CONSIGNE A —
D'après le document source, combien de personnes la manifestation de Vichy contre l'article 24 a-t-elle rassemblées ?

━━━ DOCUMENT SOURCE

Loi de sécurité globale : journalistes et forces de l’ordre, une relation devenue impossible ?

La proposition de loi dite de “sécurité globale” a polarisé la société française comme rarement auparavant. Son article 24 oppose défenseurs d’une liberté totale de la presse et partisans d’un renforcement de la protection des forces de l’ordre. Mais sur le terrain, comment s’articulent les relations entre forces de l’ordre et journalistes ? 

À Vichy, la manifestation contre l’article 24 a rassemblé plus de 300 personnes. Photo : Louis Colmagne / Hans Lucas

À Vichy, la manifestation contre l’article 24 a rassemblé plus de 300 personnes. Photo : Louis Colmagne / Hans Lucas

Ameer al-Habli, reporter de guerre à Alep en 2017, couvre la manifestation parisienne contre la loi de sécurité globale pour l’AFP, samedi 28 novembre. Il sort du rassemblement gravement blessé au visage et décide de porter plainte contre la police, responsable de ses blessures selon lui. Depuis quelques semaines, les relations entre les forces de l’ordre et les journalistes se sont progressivement tendues et ont atteint des sommets inédits ces dernières semaines.

━━━━━━

CONSIGNE B —
Veuillez reproduire à l'identique le passage des entrées qui va de la ligne contenant « the stone steps. » jusqu'à la ligne contenant « [186,44,215,59] », ces deux lignes comprises.

━━━ DONNÉES FOURNIES

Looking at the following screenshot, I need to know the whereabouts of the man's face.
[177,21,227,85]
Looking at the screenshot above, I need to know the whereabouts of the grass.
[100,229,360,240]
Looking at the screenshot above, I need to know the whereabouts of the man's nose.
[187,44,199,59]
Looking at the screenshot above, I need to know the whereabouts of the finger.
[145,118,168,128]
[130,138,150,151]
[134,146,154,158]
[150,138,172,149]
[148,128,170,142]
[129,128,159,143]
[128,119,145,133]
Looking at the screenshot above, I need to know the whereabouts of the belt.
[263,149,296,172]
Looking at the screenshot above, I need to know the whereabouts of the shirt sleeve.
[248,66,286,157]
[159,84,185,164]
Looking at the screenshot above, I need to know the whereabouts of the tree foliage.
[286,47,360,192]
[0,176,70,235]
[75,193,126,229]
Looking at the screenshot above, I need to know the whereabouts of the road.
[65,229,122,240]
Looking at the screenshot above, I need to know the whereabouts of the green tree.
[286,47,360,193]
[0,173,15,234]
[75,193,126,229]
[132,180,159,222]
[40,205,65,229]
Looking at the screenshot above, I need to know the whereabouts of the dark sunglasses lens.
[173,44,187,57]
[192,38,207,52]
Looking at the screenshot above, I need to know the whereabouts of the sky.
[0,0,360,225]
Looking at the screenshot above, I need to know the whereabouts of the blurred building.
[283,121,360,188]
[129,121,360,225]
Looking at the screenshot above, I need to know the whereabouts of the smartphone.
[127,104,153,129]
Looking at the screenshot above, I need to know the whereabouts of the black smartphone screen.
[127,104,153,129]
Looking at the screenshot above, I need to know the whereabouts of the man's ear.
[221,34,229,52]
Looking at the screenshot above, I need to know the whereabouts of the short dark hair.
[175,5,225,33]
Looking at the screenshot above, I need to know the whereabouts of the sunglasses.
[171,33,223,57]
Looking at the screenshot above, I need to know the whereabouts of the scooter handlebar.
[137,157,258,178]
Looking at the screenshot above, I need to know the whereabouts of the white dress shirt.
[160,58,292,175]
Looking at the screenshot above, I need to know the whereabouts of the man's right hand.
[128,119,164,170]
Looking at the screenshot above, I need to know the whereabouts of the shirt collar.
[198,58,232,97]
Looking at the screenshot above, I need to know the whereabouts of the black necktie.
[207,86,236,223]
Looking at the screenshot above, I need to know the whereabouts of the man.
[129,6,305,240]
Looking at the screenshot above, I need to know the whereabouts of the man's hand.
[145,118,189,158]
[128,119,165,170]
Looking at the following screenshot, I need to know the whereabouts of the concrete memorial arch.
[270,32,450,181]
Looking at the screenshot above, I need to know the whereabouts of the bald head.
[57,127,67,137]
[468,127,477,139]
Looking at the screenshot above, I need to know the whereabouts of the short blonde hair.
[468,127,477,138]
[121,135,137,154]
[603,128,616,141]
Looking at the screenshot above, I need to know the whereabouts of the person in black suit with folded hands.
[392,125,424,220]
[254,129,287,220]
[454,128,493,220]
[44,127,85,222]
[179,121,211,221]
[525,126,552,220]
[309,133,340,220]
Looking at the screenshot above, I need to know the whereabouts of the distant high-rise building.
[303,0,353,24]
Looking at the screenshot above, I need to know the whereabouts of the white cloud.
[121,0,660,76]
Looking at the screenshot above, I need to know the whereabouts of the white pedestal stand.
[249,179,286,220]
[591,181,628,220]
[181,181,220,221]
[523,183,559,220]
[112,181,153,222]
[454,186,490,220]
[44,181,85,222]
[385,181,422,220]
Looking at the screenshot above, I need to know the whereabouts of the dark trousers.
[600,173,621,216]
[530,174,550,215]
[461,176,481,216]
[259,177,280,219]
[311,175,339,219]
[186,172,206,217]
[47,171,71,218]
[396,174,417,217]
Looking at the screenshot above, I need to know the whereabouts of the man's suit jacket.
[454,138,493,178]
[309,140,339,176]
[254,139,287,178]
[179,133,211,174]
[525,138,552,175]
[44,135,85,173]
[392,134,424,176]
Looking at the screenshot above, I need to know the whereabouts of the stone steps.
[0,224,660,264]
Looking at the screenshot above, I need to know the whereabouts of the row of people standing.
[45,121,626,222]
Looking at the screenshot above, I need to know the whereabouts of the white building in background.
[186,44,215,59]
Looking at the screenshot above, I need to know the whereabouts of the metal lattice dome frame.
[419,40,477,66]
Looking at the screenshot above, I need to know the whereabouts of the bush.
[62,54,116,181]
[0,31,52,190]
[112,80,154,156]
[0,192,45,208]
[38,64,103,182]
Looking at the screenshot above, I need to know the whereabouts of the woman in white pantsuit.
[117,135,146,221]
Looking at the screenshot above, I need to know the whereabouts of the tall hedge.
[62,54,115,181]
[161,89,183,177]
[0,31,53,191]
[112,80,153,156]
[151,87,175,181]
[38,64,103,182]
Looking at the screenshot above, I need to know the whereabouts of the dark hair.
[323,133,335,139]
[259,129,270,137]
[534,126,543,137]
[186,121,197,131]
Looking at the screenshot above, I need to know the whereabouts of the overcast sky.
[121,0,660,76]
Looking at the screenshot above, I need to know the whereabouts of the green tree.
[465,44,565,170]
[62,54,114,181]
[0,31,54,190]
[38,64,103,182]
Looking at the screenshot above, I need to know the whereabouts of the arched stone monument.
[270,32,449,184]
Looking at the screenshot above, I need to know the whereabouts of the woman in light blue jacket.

━━━━━━

RÉPONSE A —
Plus de 300 personnes.

RÉPONSE B —
Looking at the screenshot above, I need to know the whereabouts of the stone steps.
[0,224,660,264]
Looking at the screenshot above, I need to know the whereabouts of the row of people standing.
[45,121,626,222]
Looking at the screenshot above, I need to know the whereabouts of the white building in background.
[186,44,215,59]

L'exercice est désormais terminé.